BEGIN SUPPLIED RECORDS

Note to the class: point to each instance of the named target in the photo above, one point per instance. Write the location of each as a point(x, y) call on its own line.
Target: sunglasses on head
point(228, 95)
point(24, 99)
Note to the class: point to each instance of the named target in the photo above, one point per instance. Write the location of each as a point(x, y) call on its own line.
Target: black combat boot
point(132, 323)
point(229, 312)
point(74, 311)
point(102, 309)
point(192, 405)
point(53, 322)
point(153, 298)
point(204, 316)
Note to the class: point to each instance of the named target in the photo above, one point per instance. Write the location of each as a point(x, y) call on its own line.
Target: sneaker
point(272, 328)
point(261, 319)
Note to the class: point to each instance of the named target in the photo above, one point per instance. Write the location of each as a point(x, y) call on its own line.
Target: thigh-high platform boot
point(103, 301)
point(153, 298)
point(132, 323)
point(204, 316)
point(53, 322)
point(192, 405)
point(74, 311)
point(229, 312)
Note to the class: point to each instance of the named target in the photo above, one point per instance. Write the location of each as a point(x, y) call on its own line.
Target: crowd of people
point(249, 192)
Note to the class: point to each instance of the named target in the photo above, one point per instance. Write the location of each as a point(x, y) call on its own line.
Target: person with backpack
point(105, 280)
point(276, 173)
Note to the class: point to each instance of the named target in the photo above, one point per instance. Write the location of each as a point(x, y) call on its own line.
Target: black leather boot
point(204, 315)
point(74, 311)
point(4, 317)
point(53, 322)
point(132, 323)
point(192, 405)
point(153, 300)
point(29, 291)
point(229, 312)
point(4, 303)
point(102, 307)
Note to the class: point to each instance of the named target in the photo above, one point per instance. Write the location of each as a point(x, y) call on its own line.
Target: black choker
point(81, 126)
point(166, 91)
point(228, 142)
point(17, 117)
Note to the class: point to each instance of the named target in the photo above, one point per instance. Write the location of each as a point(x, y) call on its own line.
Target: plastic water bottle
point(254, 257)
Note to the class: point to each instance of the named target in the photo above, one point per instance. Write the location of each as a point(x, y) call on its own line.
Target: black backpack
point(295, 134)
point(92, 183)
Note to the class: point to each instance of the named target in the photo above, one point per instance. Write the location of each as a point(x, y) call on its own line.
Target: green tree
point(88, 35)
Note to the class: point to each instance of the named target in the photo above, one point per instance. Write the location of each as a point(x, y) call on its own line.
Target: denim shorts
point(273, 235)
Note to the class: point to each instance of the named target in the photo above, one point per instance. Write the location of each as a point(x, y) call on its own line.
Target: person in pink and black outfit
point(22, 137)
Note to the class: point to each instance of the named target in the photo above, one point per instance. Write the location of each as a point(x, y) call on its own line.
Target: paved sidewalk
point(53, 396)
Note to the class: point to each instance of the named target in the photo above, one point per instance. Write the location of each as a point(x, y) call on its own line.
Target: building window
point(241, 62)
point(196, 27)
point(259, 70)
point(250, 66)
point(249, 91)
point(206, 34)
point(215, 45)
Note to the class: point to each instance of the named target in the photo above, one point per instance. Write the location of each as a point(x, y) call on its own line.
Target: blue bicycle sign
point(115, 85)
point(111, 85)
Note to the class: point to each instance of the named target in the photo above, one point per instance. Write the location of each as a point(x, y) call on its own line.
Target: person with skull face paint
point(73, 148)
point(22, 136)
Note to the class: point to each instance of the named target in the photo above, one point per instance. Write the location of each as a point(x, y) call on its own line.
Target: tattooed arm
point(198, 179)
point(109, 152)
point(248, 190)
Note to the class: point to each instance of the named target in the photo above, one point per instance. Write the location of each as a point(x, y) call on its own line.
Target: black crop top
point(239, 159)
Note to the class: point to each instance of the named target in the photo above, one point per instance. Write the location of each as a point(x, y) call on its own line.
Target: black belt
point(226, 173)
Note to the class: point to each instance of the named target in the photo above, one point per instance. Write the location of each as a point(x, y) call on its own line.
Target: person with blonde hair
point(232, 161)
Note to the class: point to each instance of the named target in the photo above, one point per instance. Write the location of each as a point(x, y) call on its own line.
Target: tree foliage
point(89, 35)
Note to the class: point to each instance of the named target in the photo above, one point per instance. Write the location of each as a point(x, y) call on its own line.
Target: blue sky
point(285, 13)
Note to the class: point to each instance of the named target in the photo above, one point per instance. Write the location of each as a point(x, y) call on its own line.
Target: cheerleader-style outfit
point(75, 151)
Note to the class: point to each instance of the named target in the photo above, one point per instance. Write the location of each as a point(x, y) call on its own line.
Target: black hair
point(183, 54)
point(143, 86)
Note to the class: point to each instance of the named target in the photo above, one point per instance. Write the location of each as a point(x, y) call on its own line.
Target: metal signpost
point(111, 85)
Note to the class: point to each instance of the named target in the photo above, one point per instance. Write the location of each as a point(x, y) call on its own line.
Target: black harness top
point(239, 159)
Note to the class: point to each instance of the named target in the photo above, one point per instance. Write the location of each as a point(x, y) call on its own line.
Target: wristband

END SUPPLIED RECORDS

*TRY IT*
Reproduce the full set of entries above exactly, without dropping a line.

*ANSWER SECTION*
Note to the class: point to each instance of the named target in the photo above, one point per instance. Write the location of each as a point(x, y) call on its own line.
Target: sunglasses on head
point(228, 95)
point(24, 99)
Note to the class: point to each instance of the named target in the photo above, one point per instance. Write the location of each as a point(x, y) call on its own line.
Target: black combat boot
point(132, 323)
point(229, 312)
point(74, 311)
point(102, 309)
point(192, 405)
point(53, 322)
point(153, 298)
point(204, 316)
Note to the class: point to each instance of the named target in the photo above, one point per instance. Write the location of each as a point(x, y) call on its own line.
Target: sneaker
point(272, 328)
point(261, 319)
Note to the class: point to each instance of the named target in the photo above, one point per instance. Write the location of each as a point(x, y) call on its own line.
Target: thigh-high platform boot
point(103, 301)
point(153, 298)
point(132, 323)
point(204, 316)
point(53, 322)
point(192, 405)
point(74, 311)
point(229, 312)
Note to the class: point to each instance of the named target in the photo above, one point per instance. Write the location of each as a point(x, y) call on its own line.
Target: crowd of people
point(249, 192)
Note to the class: point to each instance of the named target in the photo above, one point per instance. Write the location of each as a point(x, y) call on its own line.
Target: person with backpack
point(105, 280)
point(276, 173)
Note to the class: point to each instance of the named target in the photo above, one point per instance. Write the location of each as a point(x, y) call on its own line.
Target: black leather boot
point(204, 315)
point(74, 311)
point(4, 317)
point(53, 322)
point(132, 323)
point(192, 405)
point(153, 300)
point(29, 291)
point(229, 312)
point(4, 303)
point(102, 307)
Note to the class: point to each instance of the named target in the photo above, one point per instance. Write the location of each as a point(x, y) call on its own line.
Target: black choker
point(81, 126)
point(166, 91)
point(228, 142)
point(17, 117)
Note to the class: point to each instance of the named target in the photo above, one point per instance. Write the location of each as a point(x, y) call on its own line.
Target: plastic water bottle
point(254, 257)
Note to the class: point to each instance of the named target in the photo above, one point per instance. Write the location of each as a point(x, y) call on its own line.
Target: black backpack
point(295, 134)
point(92, 183)
Note to the class: point to each instance of the named target in the photo above, one point per instance. Write the location of each as a point(x, y) call on its own line.
Target: green tree
point(88, 35)
Note to the class: point to each instance of the named target in the photo above, one point per instance. Write the location of each as a point(x, y) call on its own line.
Target: denim shorts
point(273, 235)
Note to the class: point to each instance of the named target in the photo above, one point per instance. Write the location of each as a point(x, y) call on its own line.
Target: person in pink and black outfit
point(22, 137)
Note to the class: point to each instance of the named target in the photo above, one point per instance. Write the location of each as a point(x, y) call on its own line.
Target: paved sidewalk
point(53, 396)
Note to the class: point to each instance of the named target in the photo above, one point per instance. Write the location of each as a point(x, y) call on its own line.
Target: building window
point(241, 62)
point(196, 27)
point(259, 70)
point(250, 66)
point(249, 91)
point(206, 34)
point(215, 45)
Note to the class: point to each instance of the named target in the photo above, one point per instance. Write the location of each as a point(x, y) call on its own line.
Target: blue bicycle sign
point(115, 85)
point(111, 85)
Note to the class: point to each instance of the named target in the photo above, one point per instance. Write the location of each as a point(x, y) call on its own line.
Target: person with skull face paint
point(73, 148)
point(22, 136)
Note to the class: point to each instance of the named target in the photo above, one point per instance. Write the location of each as a point(x, y) call on its own line.
Target: tattooed arm
point(198, 179)
point(109, 152)
point(248, 190)
Note to the class: point to each instance of the named target in the photo above, one point per instance. Write the location of each as a point(x, y) call on its own line.
Target: black crop top
point(239, 159)
Note to the class: point to each instance of the named target in the photo above, one point per instance. Write the location of each as a point(x, y) call on its own line.
Target: black belt
point(226, 173)
Note to the class: point to each instance of the named target in the photo above, one point per instance. Write the location of each as a point(x, y) call on its own line.
Target: person with blonde hair
point(232, 161)
Note to the class: point to each instance of the named target in the photo above, one point per instance. Write the location of each as a point(x, y) call on its own line.
Target: tree foliage
point(89, 35)
Note to the class: point to each instance of the named target in the photo above, one point per instance. Write the location of each as a point(x, y) call on its own line.
Target: blue sky
point(285, 13)
Note to the class: point to each instance of the named target in the photo above, one point per instance. Write the location of each as a point(x, y) call on its own line.
Target: cheerleader-style outfit
point(75, 151)
Note to the class: point to each instance of the named target in the photo above, one point per instance. Write the location of each as a point(x, y) call on its own line.
Target: black hair
point(183, 54)
point(143, 86)
Note to the class: point to each instance of the named target in the photo above, one point per instance. Write the location of each as a point(x, y) call on its own line.
Target: metal signpost
point(111, 85)
Note to the class: point to each instance of the named target in the photo above, one point per instance. Write the location of each as a point(x, y) call on its own line.
Target: black harness top
point(239, 159)
Note to the class: point to each instance of the named target in the photo above, one point per instance. Write the location of each as a point(x, y) call on its own line.
Target: wristband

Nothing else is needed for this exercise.